*SET OF TASKS*.
[1] In the article on union leaders and the Wall Street bailout, by what vote did the House defeat the plan on Sept. 29?
[2] Resume the article on union leaders and the Wall Street bailout, picking up right after its last sentence.

*PASSAGE TO READ*.
UNION LEADERS BLAST BAILOUT PDF Print E-mail
Friday, 03 October 2008

By Mark Gruenberg

PAI Staff Writer

WASHINGTON (PAI)--Union leaders, including AFL-CIO President John J. Sweeney and leaders of the Change to Win unions, blasted the $700 billion bailout of Wall Street that lawmakers struggled to pass the week of Sept. 29.  The unionists said it would not help homeowners losing their mortgages, or workers.  They said a separate stimulus plan would do that--a stimulus plan the Senate rejected on Sept. 27.

 

            Their statements came as House leaders, responding to pressure from the GOP Bush government and to a compromise the leaders worked out with Treasury Secretary Henry Paulson, struggled a second time to round up votes for the plan, after the House defeated it 228-205 on Sept. 29.   Paulson warned that without it, Wall Street and credit would crash and take the economy--including jobs, homes and pensions--with it.

 

            The Senate revived the bailout plan later in the week, attaching tax provisions such as curbing the sweep of the alternative minimum tax and alternative energy tax credits.  It passed 75-24, with all three senators involved in the presidential contest--Barack Obama (D-Ill.), Joseph Biden (D-Del.) and John McCain (R-Ariz.)--temporarily leaving the campaign trail to vote for it.  The House approved the revised plan 263-171 on the afternoon of Oct. 3.

 

            But Sweeney, Laborers President Terry O’Sullivan, Teamsters President James Hoffa, Service Employees President Andrew Stern and Change to Win Chair Anna Burger were skeptical.  The Laborers urged their members to call Congress and demand defeat of a “no-strings-attached” bailout.

Entries drawn from a collection

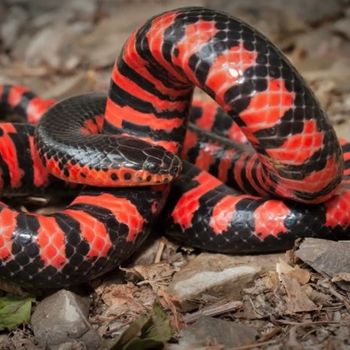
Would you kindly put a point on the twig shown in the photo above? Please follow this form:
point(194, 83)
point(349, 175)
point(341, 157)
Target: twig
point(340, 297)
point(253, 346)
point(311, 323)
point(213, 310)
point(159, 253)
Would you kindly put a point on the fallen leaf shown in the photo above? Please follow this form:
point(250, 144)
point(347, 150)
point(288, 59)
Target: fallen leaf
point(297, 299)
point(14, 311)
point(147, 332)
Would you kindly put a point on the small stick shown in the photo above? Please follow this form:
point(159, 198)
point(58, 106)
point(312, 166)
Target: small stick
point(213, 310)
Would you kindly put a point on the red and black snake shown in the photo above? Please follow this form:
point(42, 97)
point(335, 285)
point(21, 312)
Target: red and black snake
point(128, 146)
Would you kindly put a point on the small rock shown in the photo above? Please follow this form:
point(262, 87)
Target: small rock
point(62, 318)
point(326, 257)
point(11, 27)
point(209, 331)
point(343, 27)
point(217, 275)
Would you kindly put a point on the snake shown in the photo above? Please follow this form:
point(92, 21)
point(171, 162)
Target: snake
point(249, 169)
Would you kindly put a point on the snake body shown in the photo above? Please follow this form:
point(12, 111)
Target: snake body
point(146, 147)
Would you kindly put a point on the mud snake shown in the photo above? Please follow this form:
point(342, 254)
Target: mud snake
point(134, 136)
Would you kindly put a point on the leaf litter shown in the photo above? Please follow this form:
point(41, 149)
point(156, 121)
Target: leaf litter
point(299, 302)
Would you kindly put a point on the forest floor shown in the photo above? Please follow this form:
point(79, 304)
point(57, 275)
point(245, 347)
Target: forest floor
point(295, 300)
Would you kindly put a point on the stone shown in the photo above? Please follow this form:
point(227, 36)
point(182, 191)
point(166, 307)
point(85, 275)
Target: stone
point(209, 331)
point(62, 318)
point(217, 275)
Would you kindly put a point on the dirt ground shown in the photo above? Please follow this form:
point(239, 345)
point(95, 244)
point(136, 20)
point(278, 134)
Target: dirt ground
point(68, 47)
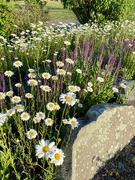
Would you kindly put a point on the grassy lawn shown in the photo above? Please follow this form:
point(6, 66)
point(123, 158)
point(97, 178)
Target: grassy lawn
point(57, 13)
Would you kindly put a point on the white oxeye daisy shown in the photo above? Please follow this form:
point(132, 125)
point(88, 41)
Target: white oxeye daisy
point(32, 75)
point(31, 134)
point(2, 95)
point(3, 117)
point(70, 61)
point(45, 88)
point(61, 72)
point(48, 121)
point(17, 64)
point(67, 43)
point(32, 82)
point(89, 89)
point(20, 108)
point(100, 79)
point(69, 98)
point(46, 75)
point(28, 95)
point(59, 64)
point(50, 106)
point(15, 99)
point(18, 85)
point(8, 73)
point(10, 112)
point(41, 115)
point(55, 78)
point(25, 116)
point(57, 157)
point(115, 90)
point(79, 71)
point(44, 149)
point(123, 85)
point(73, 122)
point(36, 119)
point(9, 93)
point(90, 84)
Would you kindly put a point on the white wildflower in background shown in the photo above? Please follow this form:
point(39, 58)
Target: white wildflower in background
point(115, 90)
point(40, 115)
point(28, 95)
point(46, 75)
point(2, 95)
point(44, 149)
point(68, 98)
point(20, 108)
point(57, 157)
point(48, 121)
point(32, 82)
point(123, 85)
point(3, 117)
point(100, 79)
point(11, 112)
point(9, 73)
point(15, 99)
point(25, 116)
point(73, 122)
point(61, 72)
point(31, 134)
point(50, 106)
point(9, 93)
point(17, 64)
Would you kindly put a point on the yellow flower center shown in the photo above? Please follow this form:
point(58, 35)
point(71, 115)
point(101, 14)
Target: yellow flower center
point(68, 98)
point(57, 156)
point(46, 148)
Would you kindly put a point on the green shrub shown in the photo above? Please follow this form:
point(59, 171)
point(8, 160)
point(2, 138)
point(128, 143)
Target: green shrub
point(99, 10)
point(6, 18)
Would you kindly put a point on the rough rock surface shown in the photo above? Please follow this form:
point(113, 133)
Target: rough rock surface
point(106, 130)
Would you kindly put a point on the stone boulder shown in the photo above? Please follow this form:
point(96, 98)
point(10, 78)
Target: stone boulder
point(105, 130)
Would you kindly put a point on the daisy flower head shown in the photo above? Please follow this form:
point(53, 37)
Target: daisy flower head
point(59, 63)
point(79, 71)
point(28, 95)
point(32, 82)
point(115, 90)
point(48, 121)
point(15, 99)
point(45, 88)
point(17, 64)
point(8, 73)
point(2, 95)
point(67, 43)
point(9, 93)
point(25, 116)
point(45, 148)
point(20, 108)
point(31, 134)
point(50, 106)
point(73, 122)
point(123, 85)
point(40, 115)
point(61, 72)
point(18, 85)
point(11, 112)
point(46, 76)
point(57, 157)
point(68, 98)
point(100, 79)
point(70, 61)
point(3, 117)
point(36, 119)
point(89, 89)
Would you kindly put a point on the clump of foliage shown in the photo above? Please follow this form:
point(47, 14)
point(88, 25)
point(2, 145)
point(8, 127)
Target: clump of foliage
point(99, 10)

*RESULTS FOR EACH TASK*.
[1] 228-205

[2]
 

            “The bailout bill gives too little relief to homeowners and too much power to an administration that has demonstrated neither competence nor foresight,” Sweeney said of the GOP Bush regime. 

 

            “It will require vigilant monitoring.  And without a robust economic recovery package and concrete help for homeowners, the bailout will not work.  It will not address the real underlying weaknesses in the U.S. economy, and it will not earn the confidence of working men and women.  It should not be enacted unless Congress moves forward with a meaningful economic stimulus package now,” he declared.

 

            But Senate Republicans didn’t listen.  They mustered enough votes on Sept. 27 to block the second stimulus package.  Democrats needed 60 votes to shut off a threatened GOP filibuster against it, and got 52.  The vote was 52-42, and Sweeney said Bush and the GOP not only blocked the stimulus but watered down taxpayer protections Democrats wanted in the bailout bill.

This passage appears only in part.